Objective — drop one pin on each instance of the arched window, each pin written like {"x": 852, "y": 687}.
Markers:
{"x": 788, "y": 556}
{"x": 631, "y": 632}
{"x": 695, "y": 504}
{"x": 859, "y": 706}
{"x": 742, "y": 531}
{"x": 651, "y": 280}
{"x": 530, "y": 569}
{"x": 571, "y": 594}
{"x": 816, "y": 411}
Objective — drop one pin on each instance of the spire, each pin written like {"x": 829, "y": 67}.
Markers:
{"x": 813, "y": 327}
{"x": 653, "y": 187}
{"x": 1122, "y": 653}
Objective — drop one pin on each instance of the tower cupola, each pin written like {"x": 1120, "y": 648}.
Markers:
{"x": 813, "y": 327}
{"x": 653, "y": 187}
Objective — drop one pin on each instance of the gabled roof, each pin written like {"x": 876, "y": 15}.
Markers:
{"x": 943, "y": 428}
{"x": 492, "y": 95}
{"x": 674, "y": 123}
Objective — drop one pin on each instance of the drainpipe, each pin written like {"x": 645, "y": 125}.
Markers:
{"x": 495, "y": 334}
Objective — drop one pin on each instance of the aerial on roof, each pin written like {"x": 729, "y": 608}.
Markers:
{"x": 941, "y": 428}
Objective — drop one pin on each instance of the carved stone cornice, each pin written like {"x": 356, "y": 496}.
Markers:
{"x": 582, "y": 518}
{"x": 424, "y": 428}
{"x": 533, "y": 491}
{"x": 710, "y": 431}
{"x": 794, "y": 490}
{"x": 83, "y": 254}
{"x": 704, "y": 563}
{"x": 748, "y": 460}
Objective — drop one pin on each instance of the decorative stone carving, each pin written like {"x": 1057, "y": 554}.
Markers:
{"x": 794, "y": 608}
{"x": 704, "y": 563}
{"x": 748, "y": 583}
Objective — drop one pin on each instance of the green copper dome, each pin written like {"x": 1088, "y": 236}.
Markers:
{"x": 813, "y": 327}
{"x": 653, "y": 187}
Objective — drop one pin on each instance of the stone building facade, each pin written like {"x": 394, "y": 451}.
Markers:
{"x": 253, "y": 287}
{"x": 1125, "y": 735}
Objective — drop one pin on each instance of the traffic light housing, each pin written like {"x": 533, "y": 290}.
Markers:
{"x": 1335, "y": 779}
────────
• _WHAT IS REQUIRED_
For the listing above, state how many lines contain the string "roof". Give the number and nothing else.

• _RESPONSE TO THE TASK_
2